_TO DO:_
1/ Summarize the MDP transition model commit in two sentences.
2/ Carry on the MDP transition model commit from the point where it stops.

_TEXT PASSAGE:_
* * * *

Implementation: Transition Model for MDP (aimacode#445)

antmarakis · norvig · commit a8b146fcc243 · 2017-05-23T22:22:39.000-07:00
* Update test_mdp.py

* Update mdp.py
diff --git a/mdp.py b/mdp.py
@@ -1,9 +1,9 @@
 """Markov Decision Processes (Chapter 17)
 
 First we define an MDP, and the special case of a GridMDP, in which
-states are laid out in a 2-dimensional grid.  We also represent a policy
+states are laid out in a 2-dimensional grid. We also represent a policy
 as a dictionary of {state:action} pairs, and a Utility function as a
-dictionary of {state:number} pairs.  We then define the value_iteration
+dictionary of {state:number} pairs. We then define the value_iteration
 and policy_iteration algorithms."""
 
 from utils import argmax, vector_add
@@ -17,32 +17,37 @@ class MDP:
     """A Markov Decision Process, defined by an initial state, transition model,
     and reward function. We also keep track of a gamma value, for use by
     algorithms. The transition model is represented somewhat differently from
-    the text.  Instead of P(s' | s, a) being a probability number for each
+    the text. Instead of P(s' | s, a) being a probability number for each
     state/state/action triplet, we instead have T(s, a) return a
-    list of (p, s') pairs.  We also keep track of the possible states,
+    list of (p, s') pairs. We also keep track of the possible states,
     terminal states, and actions for each state. [page 646]"""
 
-    def __init__(self, init, actlist, terminals, gamma=.9):
+    def __init__(self, init, actlist, terminals, transitions={}, states=set(), gamma=.9):
+        if not (0 <= gamma < 1):
+            raise ValueError("An MDP must have 0 <= gamma < 1")
+
         self.init = init
         self.actlist = actlist
         self.terminals = terminals
-        if not (0 <= gamma < 1):
-            raise ValueError("An MDP must have 0 <= gamma < 1")
+        self.transitions = transitions
+        self.states = states
         self.gamma = gamma
-        self.states = set()
         self.reward = {}
 
     def R(self, state):
-        "Return a numeric reward for this state."
+        """Return a numeric reward for this state."""

* * * *

_DATASET EXCERPT:_
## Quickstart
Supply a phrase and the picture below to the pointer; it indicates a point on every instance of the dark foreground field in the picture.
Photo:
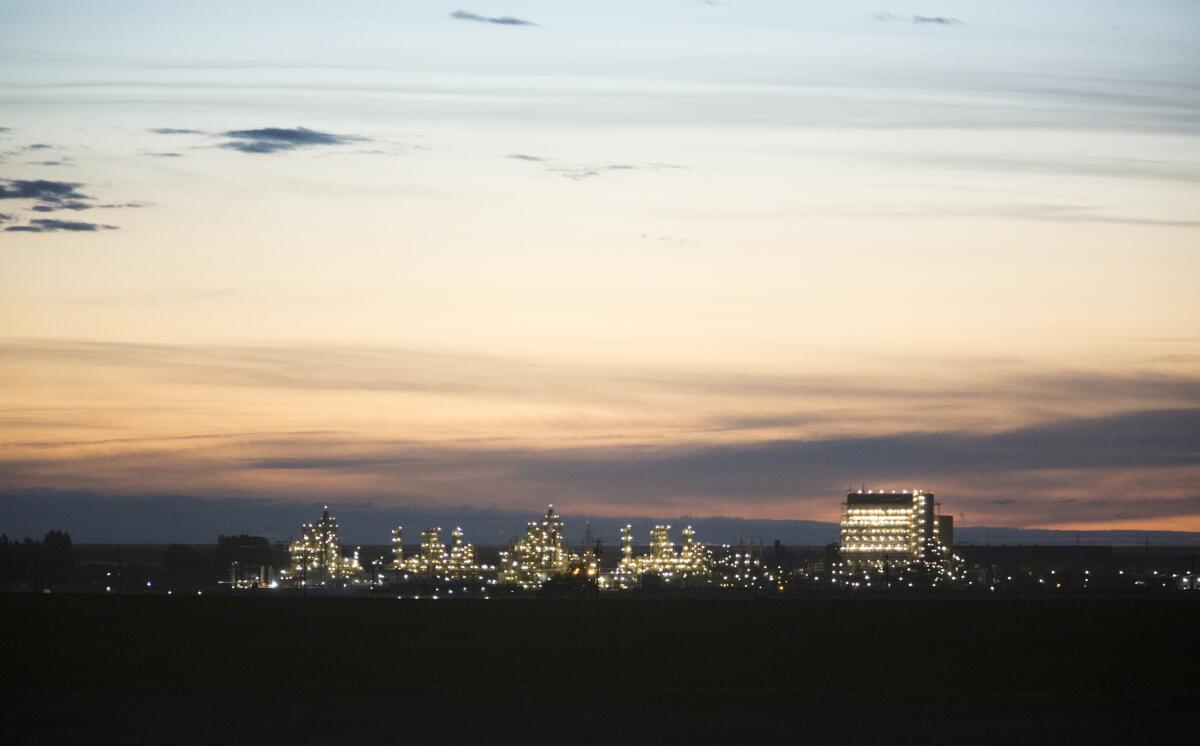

* * * *

_SET OF ANSWERS:_
1/ The commit "Implementation: Transition Model for MDP," by antmarakis and norvig, updates test_mdp.py and mdp.py. In mdp.py, the MDP constructor gains transitions and states parameters and checks gamma before setting any attributes, and double spaces between docstring sentences become single spaces.

2/
         return self.reward[state]
 
     def T(self, state, action):
-        """Transition model.  From a state and an action, return a list
+        """Transition model. From a state and an action, return a list
         of (probability, result-state) pairs."""
-        raise NotImplementedError
+        if(self.transitions == {}):
+            raise ValueError("Transition model is missing")
+        else:
+            return self.transitions[state][action]
 
     def actions(self, state):
-        """Set of actions that can be performed in this state.  By default, a
+        """Set of actions that can be performed in this state. By default, a
         fixed list of actions, except for terminal states. Override this
         method if you need to specialize by state."""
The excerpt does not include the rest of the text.